### [YOUR GOAL]
From the entries below, retype only the lines from the one with "Target: distant mountain range" through the one with "(format x=275, y=106)", exactly as written.

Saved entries
----------
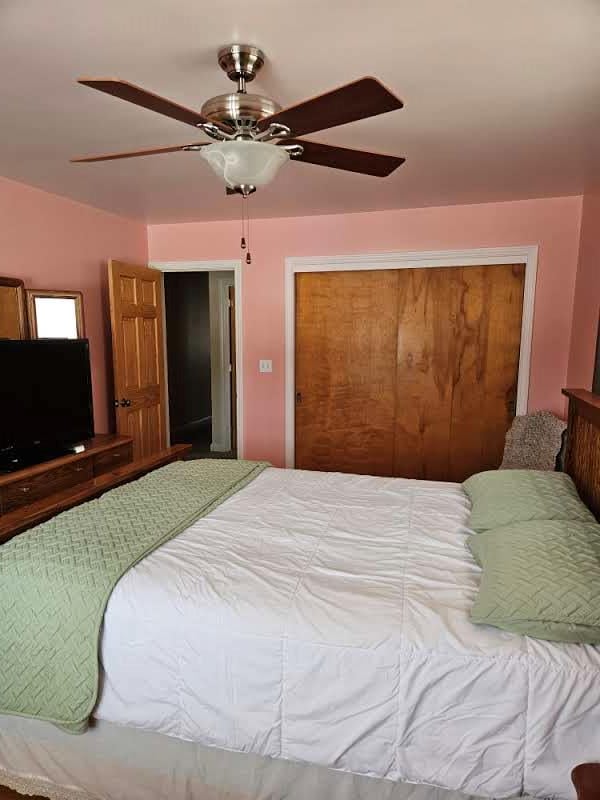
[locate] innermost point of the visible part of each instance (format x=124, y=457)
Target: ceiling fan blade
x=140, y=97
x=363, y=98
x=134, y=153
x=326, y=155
----------
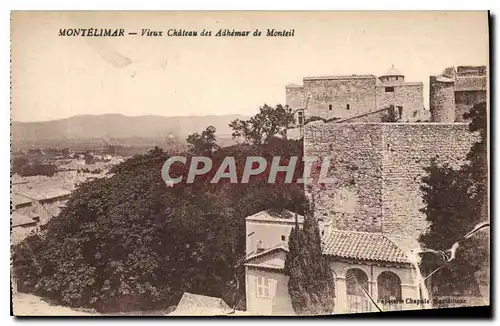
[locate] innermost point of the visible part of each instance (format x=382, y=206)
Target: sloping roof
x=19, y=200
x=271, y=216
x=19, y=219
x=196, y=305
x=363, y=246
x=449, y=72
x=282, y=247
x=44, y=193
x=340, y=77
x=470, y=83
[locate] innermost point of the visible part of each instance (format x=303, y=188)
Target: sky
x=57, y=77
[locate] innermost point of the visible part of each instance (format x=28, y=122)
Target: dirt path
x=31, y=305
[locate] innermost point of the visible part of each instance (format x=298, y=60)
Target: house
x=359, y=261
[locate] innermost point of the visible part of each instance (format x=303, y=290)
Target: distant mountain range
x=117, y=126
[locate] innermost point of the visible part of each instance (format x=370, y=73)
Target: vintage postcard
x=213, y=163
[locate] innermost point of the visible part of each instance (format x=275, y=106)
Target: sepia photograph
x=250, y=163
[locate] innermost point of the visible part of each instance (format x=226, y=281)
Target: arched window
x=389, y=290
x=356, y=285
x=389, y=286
----------
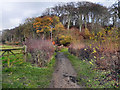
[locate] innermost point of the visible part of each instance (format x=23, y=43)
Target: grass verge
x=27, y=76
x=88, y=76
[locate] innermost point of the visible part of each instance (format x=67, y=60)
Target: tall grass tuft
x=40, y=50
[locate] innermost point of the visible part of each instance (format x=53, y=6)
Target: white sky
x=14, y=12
----------
### [ANSWER FOR THE TASK]
Target: distant mountain range
x=117, y=126
[locate] innermost point of the visible part of each instance (format x=370, y=73)
Target: vintage postcard
x=213, y=163
[locate] innermost point of the visible part of each instance (format x=275, y=106)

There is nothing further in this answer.